Given text —
_ _ _ _ _ _ _
Re: "large" IN/NOT IN subqueries result in query returning

From: John McCawley <nospam(at)hardgeus(dot)com>
To: George Pavlov <gpavlov(at)mynewplace(dot)com>
Cc: pgsql-sql(at)postgresql(dot)org
Subject: Re: "large" IN/NOT IN subqueries result in query returning
Date: 2005-12-27 19:53:30
Message-ID: 43B19BBA.8050403@hardgeus.com
Views: Raw Message | Whole Thread | Download mbox | Resend email
Thread:
Lists: pgsql-sql

At a glance I would guess that NULL values in one or both of your tables
is the culprit. NULL values always return false.

Example:

A quick test on my database:

select count(*) FROM tbl_employee;

count
-------
2689

select count(*) FROM tbl_employee WHERE username IS NULL;
count
-------
35

So I have 35 null values.

create table tbl_foo (username varchar(32));

insert into tbl_foo (username) values ('poop');

select count(*) FROM tbl_employee WHERE tbl_employee.username NOT IN
(select tbl_foo.username FROM tbl_foo);
count
-------
2654

So I only get 2654 values that are NOT IN the set 'poop'...i.e. the NULL
values are not included when I use the "NOT IN" my query. Nulls can be
confusing.

Hope this helps.

George Pavlov wrote:

>The following looks like a bug to me, but please someone review and tell
>me what I might be missing. Seems that past a certain result set size a
>"[NOT] IN (subquery)" stops behaving as expected and returns 0 matches
>even when there should be matches. No errors are returned, just faulty
>data. The exact threshholds seem to depend on the data, subquery and
>possibly the indexes in place. Nothing in the documentation mentions a
>limit to what "IN subquery" can take so I am quite dismayed (if there is
>a limit I would expect an ERROR/WARNING/something, but not wrong data).
>Read below for details. This has been tried on PG 8.0.4 and 8.1.1 on
>WinXP, and 8.0.4 and 8.0.5 on Linux.
>
>I have two tables:
> t1 (id, name, a_type)
> t2 (id, name)
_ _ _ _ _ _ _
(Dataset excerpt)

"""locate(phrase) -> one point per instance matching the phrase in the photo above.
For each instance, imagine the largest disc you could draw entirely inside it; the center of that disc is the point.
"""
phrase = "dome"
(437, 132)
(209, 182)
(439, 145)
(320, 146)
_ _ _ _ _ _ _
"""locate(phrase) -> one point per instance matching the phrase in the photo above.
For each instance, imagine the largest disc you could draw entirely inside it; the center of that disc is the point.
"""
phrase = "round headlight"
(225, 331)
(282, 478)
_ _ _ _ _ _ _
What needs to be done —
Can you copy word for word the part of the NOT IN post that runs from "Hope this helps." up to and including "not wrong data)."? Rely only on the mailing-list post about NOT IN subqueries, not on the rows.

Response —
Hope this helps.

George Pavlov wrote:

>The following looks like a bug to me, but please someone review and tell
>me what I might be missing. Seems that past a certain result set size a
>"[NOT] IN (subquery)" stops behaving as expected and returns 0 matches
>even when there should be matches. No errors are returned, just faulty
>data. The exact threshholds seem to depend on the data, subquery and
>possibly the indexes in place. Nothing in the documentation mentions a
>limit to what "IN subquery" can take so I am quite dismayed (if there is
>a limit I would expect an ERROR/WARNING/something, but not wrong data).